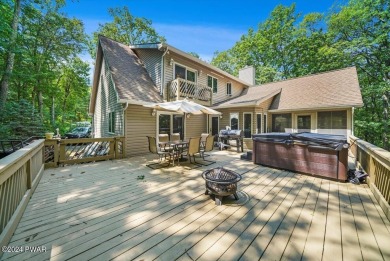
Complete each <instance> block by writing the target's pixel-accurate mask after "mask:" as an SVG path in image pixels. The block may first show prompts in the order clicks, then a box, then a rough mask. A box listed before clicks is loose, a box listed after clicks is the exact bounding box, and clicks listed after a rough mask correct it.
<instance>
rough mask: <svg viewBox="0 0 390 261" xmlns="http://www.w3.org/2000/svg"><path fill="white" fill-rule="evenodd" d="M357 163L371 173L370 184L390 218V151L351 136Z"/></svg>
mask: <svg viewBox="0 0 390 261" xmlns="http://www.w3.org/2000/svg"><path fill="white" fill-rule="evenodd" d="M350 142H351V152H352V154H353V155H354V156H355V159H356V163H357V165H359V166H361V167H362V168H363V169H364V171H366V172H367V173H368V174H369V179H368V184H369V186H370V188H371V190H372V192H373V194H374V196H375V198H376V199H377V201H378V202H379V204H380V206H381V207H382V209H383V211H384V212H385V214H386V216H387V218H388V219H389V220H390V206H389V205H390V152H389V151H386V150H384V149H381V148H379V147H377V146H375V145H372V144H371V143H368V142H366V141H364V140H361V139H359V138H356V137H354V136H350Z"/></svg>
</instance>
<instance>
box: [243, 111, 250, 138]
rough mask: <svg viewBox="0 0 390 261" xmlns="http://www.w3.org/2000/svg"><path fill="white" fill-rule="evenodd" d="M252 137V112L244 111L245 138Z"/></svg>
mask: <svg viewBox="0 0 390 261" xmlns="http://www.w3.org/2000/svg"><path fill="white" fill-rule="evenodd" d="M251 137H252V113H247V112H244V138H251Z"/></svg>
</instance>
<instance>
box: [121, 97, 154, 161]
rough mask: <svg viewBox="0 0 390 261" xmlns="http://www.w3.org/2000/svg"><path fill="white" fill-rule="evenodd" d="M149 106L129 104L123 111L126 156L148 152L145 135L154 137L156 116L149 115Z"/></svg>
mask: <svg viewBox="0 0 390 261" xmlns="http://www.w3.org/2000/svg"><path fill="white" fill-rule="evenodd" d="M151 112H152V110H151V109H150V108H146V107H143V106H141V105H131V104H130V105H129V107H128V108H127V110H126V112H125V115H126V116H125V117H126V124H125V129H126V131H125V137H126V156H128V157H131V156H135V155H140V154H145V153H148V152H149V147H148V140H147V138H146V136H153V137H156V116H152V115H151Z"/></svg>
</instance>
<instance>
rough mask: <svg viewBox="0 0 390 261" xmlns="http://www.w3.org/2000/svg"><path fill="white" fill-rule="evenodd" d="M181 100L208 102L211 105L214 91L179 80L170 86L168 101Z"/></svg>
mask: <svg viewBox="0 0 390 261" xmlns="http://www.w3.org/2000/svg"><path fill="white" fill-rule="evenodd" d="M180 98H190V99H195V100H200V101H206V102H210V104H211V102H212V89H211V88H210V87H208V86H205V85H202V84H198V83H194V82H191V81H187V80H183V79H180V78H179V79H176V80H173V81H171V82H170V83H169V84H168V99H169V100H180Z"/></svg>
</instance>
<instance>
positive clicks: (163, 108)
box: [144, 99, 222, 115]
mask: <svg viewBox="0 0 390 261" xmlns="http://www.w3.org/2000/svg"><path fill="white" fill-rule="evenodd" d="M144 106H145V107H148V108H153V109H156V110H159V109H160V110H168V111H176V112H182V113H189V114H195V115H197V114H203V113H205V114H219V115H220V114H222V113H221V112H219V111H216V110H213V109H210V108H207V107H206V106H203V105H200V104H198V103H195V102H192V101H189V100H187V99H184V100H179V101H172V102H161V103H155V104H149V105H144Z"/></svg>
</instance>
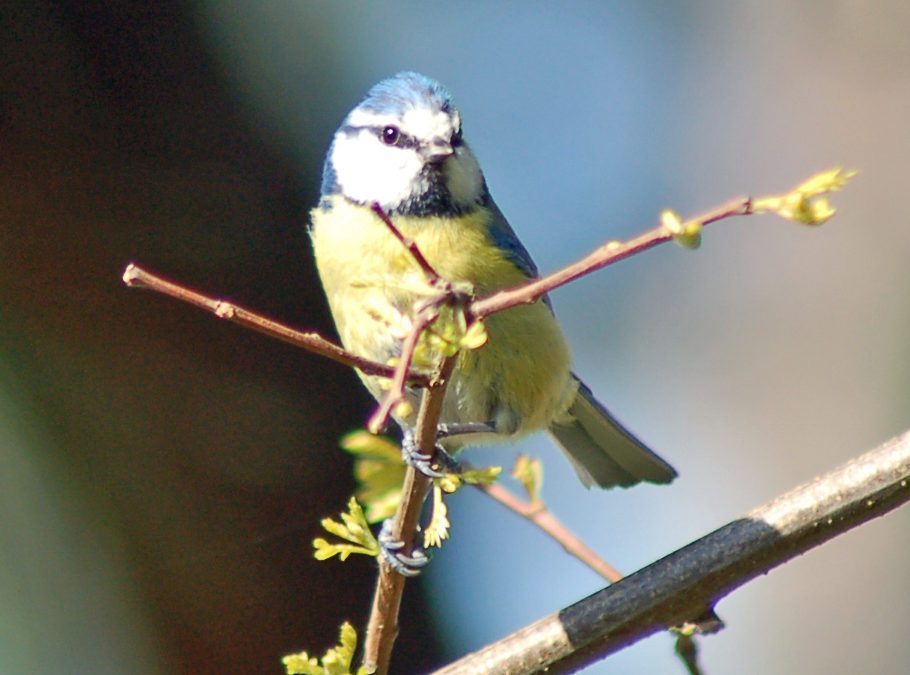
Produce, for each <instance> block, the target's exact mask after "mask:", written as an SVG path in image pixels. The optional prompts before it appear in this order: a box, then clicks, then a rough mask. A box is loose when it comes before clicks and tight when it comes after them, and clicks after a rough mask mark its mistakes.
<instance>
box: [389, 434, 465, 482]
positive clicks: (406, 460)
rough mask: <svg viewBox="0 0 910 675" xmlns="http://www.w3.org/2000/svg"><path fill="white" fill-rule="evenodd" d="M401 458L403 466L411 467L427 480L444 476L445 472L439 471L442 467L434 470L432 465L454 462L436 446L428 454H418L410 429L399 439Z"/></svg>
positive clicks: (418, 452)
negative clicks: (400, 446) (400, 449)
mask: <svg viewBox="0 0 910 675" xmlns="http://www.w3.org/2000/svg"><path fill="white" fill-rule="evenodd" d="M401 458H402V459H403V460H404V462H405V464H407V465H408V466H413V467H414V468H415V469H417V470H418V471H419V472H420V473H422V474H423V475H424V476H426V477H427V478H442V477H443V476H445V474H446V472H445V471H442V470H441V469H442V466H440V468H434V465H436V466H439V465H440V464H442V465H448V464H449V463H452V464H455V460H454V459H452V458H451V457H450V456H449V454H448V453H447V452H446V451H445V450H443V449H442V448H441V447H439V445H438V444H437V445H436V447H435V449H434V451H433V452H432V453H430V454H427V453H423V452H420V448H418V447H417V439H415V438H414V431H413V430H412V429H405V430H404V435H403V436H402V438H401ZM440 460H441V461H440Z"/></svg>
^^^^^^^^^^^^^^^^
## Requirement:
From the entries above, extract only the lines running from the one containing "box: [389, 434, 465, 482]" through the one containing "positive clicks: (418, 452)", inclusive.

## Exercise result:
box: [389, 434, 465, 482]
positive clicks: (406, 460)
rough mask: <svg viewBox="0 0 910 675" xmlns="http://www.w3.org/2000/svg"><path fill="white" fill-rule="evenodd" d="M401 458L403 466L411 467L427 480L444 476L445 472L439 471L442 467L434 470L432 465L454 462L436 446L428 454H418L410 429L399 439Z"/></svg>
positive clicks: (418, 452)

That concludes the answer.